▶ _WHAT THIS TASK INVOLVES_: Beginning at the line that contains "Could you please spot the metal", transcribe the remaining lines of the listing exactly; include the final line and omit everything before.
•••
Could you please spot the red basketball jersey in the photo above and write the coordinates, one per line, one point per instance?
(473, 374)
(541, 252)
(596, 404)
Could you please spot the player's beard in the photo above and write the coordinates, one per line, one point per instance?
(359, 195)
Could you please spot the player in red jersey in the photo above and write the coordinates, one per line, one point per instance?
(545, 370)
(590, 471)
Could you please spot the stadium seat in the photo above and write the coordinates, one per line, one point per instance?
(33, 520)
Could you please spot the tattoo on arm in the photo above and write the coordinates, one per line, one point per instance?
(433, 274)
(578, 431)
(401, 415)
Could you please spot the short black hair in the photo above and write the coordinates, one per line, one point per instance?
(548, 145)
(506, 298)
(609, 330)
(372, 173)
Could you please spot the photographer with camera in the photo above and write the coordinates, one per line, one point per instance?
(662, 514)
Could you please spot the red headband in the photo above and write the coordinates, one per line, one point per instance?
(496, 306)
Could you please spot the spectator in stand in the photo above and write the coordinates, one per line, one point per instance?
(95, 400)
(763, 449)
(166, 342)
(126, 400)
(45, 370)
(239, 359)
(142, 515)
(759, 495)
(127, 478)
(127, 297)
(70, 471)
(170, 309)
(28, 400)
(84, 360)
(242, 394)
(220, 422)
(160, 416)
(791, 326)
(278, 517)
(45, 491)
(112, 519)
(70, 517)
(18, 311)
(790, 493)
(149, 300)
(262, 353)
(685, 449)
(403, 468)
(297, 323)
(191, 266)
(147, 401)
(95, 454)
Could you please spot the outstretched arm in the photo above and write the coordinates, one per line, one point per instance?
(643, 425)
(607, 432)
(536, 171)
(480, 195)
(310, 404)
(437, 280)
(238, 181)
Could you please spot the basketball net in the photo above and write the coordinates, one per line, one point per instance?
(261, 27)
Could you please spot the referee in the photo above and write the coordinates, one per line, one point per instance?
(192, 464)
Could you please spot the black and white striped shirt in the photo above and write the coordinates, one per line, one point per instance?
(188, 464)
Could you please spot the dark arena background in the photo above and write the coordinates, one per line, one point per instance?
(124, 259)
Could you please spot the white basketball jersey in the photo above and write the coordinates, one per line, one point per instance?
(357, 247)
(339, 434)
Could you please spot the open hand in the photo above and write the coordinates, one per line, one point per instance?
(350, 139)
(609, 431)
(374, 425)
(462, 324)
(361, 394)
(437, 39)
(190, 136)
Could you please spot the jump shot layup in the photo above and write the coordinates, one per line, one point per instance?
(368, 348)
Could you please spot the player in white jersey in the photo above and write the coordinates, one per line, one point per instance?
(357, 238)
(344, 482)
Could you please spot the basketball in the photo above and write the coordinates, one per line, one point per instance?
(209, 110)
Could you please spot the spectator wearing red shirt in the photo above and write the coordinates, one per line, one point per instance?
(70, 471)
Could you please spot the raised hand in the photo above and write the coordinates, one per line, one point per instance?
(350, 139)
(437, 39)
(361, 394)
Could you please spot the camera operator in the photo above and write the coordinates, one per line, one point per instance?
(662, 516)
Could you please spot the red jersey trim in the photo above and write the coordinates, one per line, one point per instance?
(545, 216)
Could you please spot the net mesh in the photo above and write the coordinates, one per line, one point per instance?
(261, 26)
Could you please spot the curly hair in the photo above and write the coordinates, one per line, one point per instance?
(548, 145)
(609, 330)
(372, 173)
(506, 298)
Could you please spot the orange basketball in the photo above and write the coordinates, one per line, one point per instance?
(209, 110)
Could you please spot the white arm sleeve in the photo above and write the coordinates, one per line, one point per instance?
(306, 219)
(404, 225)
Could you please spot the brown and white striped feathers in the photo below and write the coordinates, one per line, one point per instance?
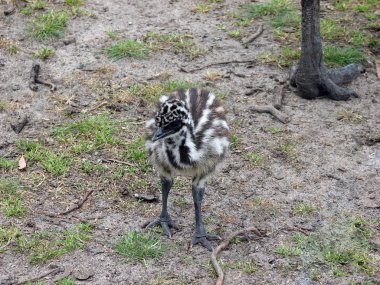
(190, 134)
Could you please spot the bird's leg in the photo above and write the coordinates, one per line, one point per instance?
(164, 219)
(200, 235)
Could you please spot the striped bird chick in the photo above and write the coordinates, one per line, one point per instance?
(189, 138)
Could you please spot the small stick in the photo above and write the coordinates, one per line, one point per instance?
(117, 161)
(278, 96)
(79, 205)
(271, 110)
(32, 280)
(222, 246)
(254, 36)
(34, 79)
(101, 104)
(216, 63)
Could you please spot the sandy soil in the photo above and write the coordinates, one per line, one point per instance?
(331, 163)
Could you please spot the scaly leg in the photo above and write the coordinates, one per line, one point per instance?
(164, 219)
(200, 235)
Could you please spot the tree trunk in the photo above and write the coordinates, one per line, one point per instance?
(311, 78)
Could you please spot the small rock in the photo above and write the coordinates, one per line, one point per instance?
(69, 40)
(82, 273)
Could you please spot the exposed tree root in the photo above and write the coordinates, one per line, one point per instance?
(216, 63)
(222, 246)
(79, 205)
(278, 96)
(34, 73)
(254, 36)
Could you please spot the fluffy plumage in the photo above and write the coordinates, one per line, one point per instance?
(190, 138)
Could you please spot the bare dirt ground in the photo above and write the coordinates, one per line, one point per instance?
(313, 175)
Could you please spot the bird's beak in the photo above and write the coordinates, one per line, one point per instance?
(162, 133)
(166, 131)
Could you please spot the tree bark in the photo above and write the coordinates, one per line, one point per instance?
(311, 78)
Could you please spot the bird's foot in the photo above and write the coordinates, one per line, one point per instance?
(203, 240)
(165, 223)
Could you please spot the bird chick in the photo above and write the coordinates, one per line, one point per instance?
(189, 138)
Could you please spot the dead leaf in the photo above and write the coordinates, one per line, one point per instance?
(21, 163)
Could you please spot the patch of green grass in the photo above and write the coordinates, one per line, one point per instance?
(245, 266)
(173, 42)
(90, 167)
(50, 24)
(235, 141)
(273, 9)
(286, 58)
(37, 5)
(202, 8)
(3, 106)
(301, 208)
(287, 20)
(287, 251)
(127, 48)
(136, 246)
(44, 246)
(274, 130)
(335, 56)
(89, 134)
(43, 53)
(12, 49)
(111, 34)
(12, 207)
(254, 158)
(7, 164)
(135, 153)
(235, 34)
(65, 281)
(56, 163)
(8, 235)
(73, 2)
(11, 204)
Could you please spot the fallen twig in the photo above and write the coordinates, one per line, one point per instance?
(271, 110)
(216, 63)
(101, 104)
(79, 205)
(254, 36)
(34, 279)
(278, 96)
(34, 73)
(305, 231)
(117, 161)
(222, 246)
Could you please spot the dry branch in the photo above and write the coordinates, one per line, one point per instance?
(108, 160)
(254, 36)
(34, 279)
(271, 110)
(216, 63)
(278, 96)
(79, 205)
(222, 246)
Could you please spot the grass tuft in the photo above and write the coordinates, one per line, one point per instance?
(137, 246)
(50, 24)
(173, 42)
(44, 246)
(127, 48)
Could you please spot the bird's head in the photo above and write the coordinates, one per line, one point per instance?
(171, 117)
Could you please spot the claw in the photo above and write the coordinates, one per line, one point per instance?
(165, 224)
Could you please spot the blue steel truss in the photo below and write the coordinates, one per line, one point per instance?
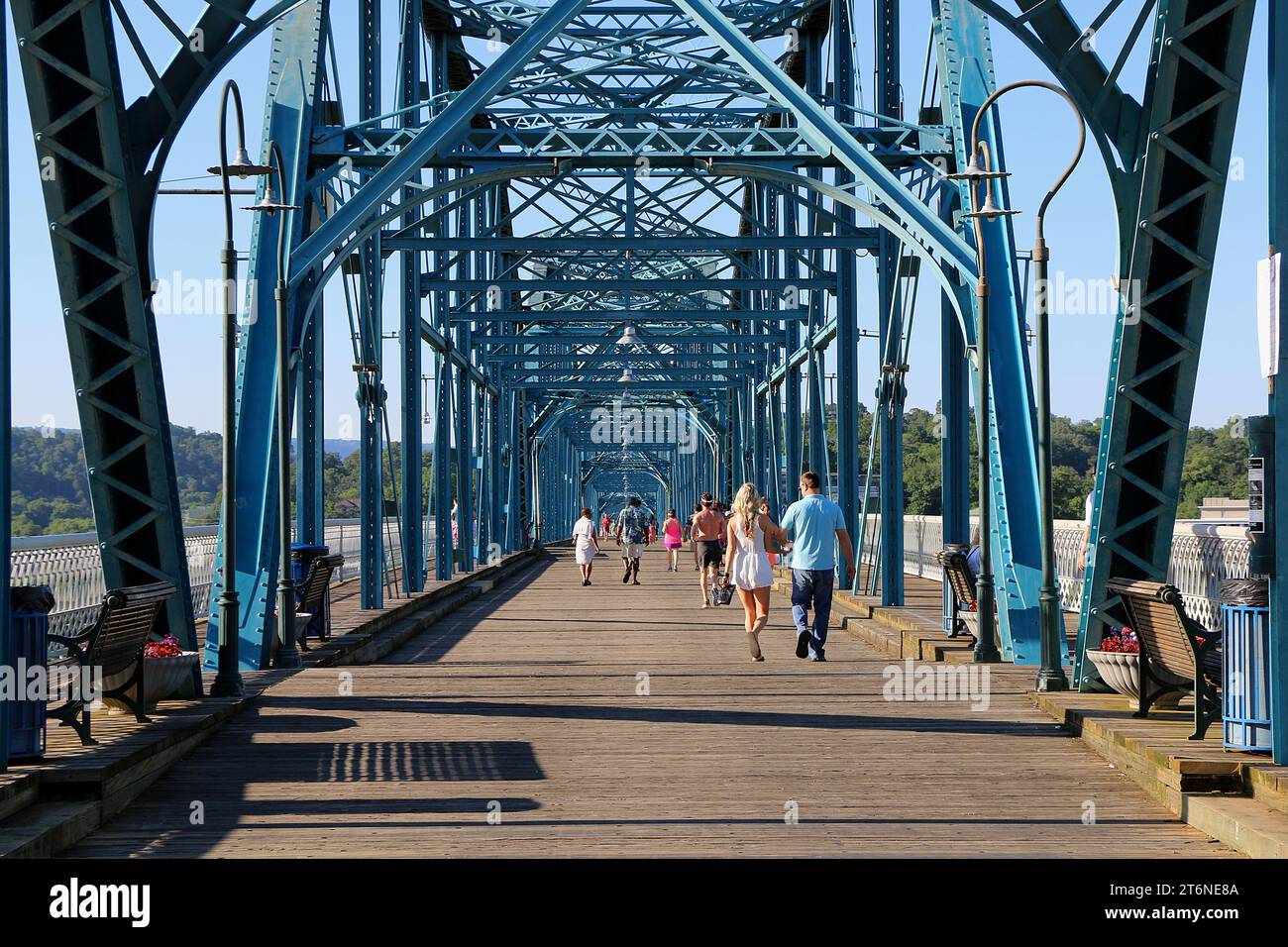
(695, 176)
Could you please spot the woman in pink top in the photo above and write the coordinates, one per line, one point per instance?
(673, 534)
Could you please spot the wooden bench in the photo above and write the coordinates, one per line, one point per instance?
(115, 644)
(960, 579)
(312, 596)
(1176, 654)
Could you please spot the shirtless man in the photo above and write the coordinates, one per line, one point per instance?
(707, 527)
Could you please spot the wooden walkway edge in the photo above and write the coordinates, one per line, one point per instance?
(544, 718)
(50, 804)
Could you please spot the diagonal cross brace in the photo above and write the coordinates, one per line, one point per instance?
(829, 137)
(443, 132)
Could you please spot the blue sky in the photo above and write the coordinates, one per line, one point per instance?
(1081, 230)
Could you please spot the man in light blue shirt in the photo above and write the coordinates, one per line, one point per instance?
(814, 525)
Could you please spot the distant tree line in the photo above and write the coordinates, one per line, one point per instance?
(51, 488)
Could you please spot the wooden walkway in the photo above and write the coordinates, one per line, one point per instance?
(550, 719)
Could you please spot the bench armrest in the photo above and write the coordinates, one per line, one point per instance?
(76, 646)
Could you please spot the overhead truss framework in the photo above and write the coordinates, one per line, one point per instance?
(625, 237)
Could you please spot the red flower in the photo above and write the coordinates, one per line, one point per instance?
(1121, 641)
(166, 647)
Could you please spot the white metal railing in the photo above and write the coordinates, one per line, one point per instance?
(1203, 556)
(72, 567)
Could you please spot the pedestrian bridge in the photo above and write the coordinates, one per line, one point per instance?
(584, 250)
(545, 718)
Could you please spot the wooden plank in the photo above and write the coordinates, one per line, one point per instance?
(626, 720)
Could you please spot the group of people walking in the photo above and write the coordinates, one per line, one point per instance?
(733, 548)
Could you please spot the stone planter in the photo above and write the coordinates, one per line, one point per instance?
(1121, 671)
(161, 678)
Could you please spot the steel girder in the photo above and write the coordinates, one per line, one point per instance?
(102, 162)
(1170, 191)
(288, 119)
(966, 76)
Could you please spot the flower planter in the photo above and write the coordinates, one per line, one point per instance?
(1121, 671)
(161, 678)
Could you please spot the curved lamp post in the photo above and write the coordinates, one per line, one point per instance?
(287, 655)
(228, 682)
(1051, 676)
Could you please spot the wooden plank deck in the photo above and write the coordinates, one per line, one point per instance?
(527, 705)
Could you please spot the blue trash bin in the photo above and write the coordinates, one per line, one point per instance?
(303, 554)
(1245, 677)
(29, 644)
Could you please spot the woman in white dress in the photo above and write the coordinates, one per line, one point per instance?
(747, 565)
(587, 538)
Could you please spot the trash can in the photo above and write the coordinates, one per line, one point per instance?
(29, 643)
(1245, 664)
(301, 557)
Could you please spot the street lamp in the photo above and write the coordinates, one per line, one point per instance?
(1051, 676)
(287, 655)
(979, 171)
(228, 682)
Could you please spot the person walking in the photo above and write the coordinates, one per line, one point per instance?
(708, 526)
(673, 538)
(631, 536)
(748, 562)
(587, 539)
(814, 525)
(690, 538)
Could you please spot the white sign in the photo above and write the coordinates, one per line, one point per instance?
(1257, 493)
(1267, 313)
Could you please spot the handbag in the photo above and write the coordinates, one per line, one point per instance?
(721, 592)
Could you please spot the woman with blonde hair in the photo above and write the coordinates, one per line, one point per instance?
(747, 565)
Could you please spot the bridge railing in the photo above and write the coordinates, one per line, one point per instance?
(72, 567)
(1203, 556)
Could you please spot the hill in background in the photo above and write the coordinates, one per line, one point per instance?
(51, 488)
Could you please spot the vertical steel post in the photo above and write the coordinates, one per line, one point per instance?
(309, 445)
(443, 552)
(287, 655)
(5, 406)
(1278, 141)
(412, 513)
(372, 386)
(793, 377)
(846, 289)
(954, 418)
(889, 407)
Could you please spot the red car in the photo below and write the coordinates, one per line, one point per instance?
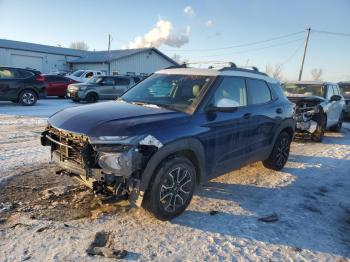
(56, 85)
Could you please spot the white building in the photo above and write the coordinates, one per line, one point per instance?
(48, 59)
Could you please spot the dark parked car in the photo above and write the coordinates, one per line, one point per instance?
(319, 106)
(56, 85)
(100, 88)
(345, 91)
(172, 132)
(24, 86)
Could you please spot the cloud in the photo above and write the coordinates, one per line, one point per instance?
(188, 10)
(162, 33)
(209, 23)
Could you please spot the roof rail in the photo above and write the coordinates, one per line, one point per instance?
(183, 65)
(233, 67)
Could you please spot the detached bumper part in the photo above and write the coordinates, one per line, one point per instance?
(309, 126)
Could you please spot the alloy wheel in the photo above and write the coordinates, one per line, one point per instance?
(28, 98)
(282, 151)
(175, 189)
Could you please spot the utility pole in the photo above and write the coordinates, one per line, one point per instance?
(109, 54)
(305, 48)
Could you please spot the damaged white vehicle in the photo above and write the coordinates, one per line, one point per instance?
(318, 106)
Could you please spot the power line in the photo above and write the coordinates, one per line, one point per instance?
(246, 51)
(330, 33)
(235, 46)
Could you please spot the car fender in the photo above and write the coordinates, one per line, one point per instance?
(22, 88)
(162, 153)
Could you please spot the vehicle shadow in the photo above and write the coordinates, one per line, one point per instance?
(310, 210)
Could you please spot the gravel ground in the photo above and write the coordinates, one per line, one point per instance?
(46, 217)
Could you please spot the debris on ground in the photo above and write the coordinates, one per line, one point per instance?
(101, 247)
(5, 207)
(214, 212)
(269, 218)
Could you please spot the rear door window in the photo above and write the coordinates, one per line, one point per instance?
(122, 81)
(109, 81)
(258, 92)
(7, 73)
(232, 91)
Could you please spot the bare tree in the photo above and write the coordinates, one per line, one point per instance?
(317, 73)
(79, 45)
(275, 71)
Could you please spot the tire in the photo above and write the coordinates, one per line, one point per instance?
(280, 152)
(318, 135)
(338, 126)
(172, 188)
(28, 98)
(91, 98)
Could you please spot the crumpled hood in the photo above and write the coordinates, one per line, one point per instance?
(115, 118)
(296, 98)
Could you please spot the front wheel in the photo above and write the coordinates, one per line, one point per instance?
(28, 98)
(172, 188)
(280, 152)
(338, 126)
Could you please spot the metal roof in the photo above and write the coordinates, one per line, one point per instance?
(105, 56)
(83, 56)
(4, 43)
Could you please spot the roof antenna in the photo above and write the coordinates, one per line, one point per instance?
(232, 65)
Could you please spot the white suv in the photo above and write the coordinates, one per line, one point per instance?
(85, 75)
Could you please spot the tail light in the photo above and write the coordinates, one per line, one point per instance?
(39, 78)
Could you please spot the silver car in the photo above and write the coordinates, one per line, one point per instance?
(100, 88)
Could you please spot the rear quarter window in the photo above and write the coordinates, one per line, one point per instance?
(258, 92)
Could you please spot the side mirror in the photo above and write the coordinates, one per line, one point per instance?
(335, 98)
•••
▶ _COMPLETE ANSWER_:
Could you please spot the metal roof in the photo above and write the coordinates, one per line, one point per instance?
(105, 56)
(83, 56)
(4, 43)
Could you please spot the roof antenna in the photo above and write the coordinates, one per line, one point per instance?
(232, 65)
Could you please spot the white suv in the photo above and write the coordinates, one per line, one point per instance?
(85, 75)
Could you please spot the tail light in the photo above and write the coordinates, one per line, one point per instance?
(39, 78)
Could you please spot the silver car in the photo above and write the coordinates, one per line, one point per instance?
(100, 88)
Could you please spot the rear quarter window in the photo above and write the coordinates, one per line, one point per instance?
(258, 92)
Could you please spot the side mirror in the photo above and write the coordinates, one per line, one point per instance?
(335, 98)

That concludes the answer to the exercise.